Work to do:
Render every line of the material below as a numbered list, omitting any blank lines.
## start Items
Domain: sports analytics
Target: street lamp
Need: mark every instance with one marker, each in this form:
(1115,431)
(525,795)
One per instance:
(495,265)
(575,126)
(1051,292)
## end Items
Response to this task:
1. Domain: sports analytics
2. Target: street lamp
3. Need: mark every instance with one marker, each in this form:
4. (1115,431)
5. (525,795)
6. One per instance:
7. (495,265)
8. (575,126)
9. (1051,292)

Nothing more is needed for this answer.